** START Data supplied **
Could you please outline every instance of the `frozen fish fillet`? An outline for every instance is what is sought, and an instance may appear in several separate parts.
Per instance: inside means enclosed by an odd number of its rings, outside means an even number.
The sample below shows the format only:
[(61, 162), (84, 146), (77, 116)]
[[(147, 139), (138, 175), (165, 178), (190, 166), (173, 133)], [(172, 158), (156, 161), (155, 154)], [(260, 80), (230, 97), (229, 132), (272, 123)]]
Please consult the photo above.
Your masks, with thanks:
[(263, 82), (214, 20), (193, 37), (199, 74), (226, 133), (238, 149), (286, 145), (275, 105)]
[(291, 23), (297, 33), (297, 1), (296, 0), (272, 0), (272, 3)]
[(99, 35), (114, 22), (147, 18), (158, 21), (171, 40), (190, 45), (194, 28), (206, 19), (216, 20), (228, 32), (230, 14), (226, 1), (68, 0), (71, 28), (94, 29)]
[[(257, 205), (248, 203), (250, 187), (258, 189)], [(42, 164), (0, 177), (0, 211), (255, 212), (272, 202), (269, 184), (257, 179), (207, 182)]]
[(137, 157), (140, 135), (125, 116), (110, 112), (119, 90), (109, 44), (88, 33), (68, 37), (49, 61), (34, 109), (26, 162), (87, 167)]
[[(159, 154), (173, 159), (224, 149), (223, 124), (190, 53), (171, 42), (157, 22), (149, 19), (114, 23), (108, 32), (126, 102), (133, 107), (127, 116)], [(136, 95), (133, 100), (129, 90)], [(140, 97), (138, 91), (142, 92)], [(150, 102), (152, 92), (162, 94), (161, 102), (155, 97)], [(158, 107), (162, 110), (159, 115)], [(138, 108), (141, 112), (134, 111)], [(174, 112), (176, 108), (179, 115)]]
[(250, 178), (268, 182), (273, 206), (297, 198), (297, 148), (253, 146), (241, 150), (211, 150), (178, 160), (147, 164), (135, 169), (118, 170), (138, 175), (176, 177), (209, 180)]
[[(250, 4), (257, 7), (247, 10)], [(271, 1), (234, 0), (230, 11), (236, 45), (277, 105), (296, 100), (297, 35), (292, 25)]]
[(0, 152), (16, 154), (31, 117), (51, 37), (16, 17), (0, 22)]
** END Data supplied **
** START Data supplied **
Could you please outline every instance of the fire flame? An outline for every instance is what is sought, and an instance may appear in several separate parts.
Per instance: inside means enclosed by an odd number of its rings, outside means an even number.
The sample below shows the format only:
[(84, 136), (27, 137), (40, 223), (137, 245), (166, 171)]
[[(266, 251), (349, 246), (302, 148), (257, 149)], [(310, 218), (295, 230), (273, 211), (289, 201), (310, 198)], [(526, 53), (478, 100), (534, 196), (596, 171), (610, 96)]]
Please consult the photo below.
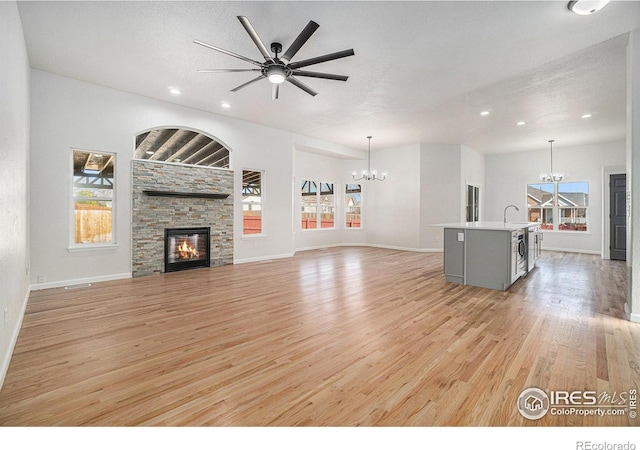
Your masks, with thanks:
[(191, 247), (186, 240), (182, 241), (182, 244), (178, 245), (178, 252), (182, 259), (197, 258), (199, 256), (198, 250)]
** END Data supplied **
• Goal of the exercise:
Convert the records, starting with the line that contains "Could you please outline every instance of the fire" and going on through the line that contains "256), (198, 250)]", into a numbered list with blank lines dropped. Leave the pictures out of your list.

• Result of this task:
1. Could you please outline every instance of the fire flame? An outline for every instance is what is sought, and an instance may appear in several separate parts.
2. Per instance: inside means enclosed by an odd number of its rings, outside means an even number.
3. The sample below shows the format only:
4. [(84, 136), (27, 137), (40, 223), (137, 245), (166, 171)]
5. [[(266, 251), (349, 246), (302, 148), (257, 149)], [(310, 218), (295, 230), (273, 211), (289, 201), (310, 198)], [(526, 53), (478, 100), (534, 196), (596, 171), (610, 96)]]
6. Please consult the photo below.
7. Your masks, with thanks:
8. [(191, 247), (186, 240), (182, 241), (182, 244), (178, 245), (178, 252), (182, 259), (197, 258), (199, 256), (198, 250)]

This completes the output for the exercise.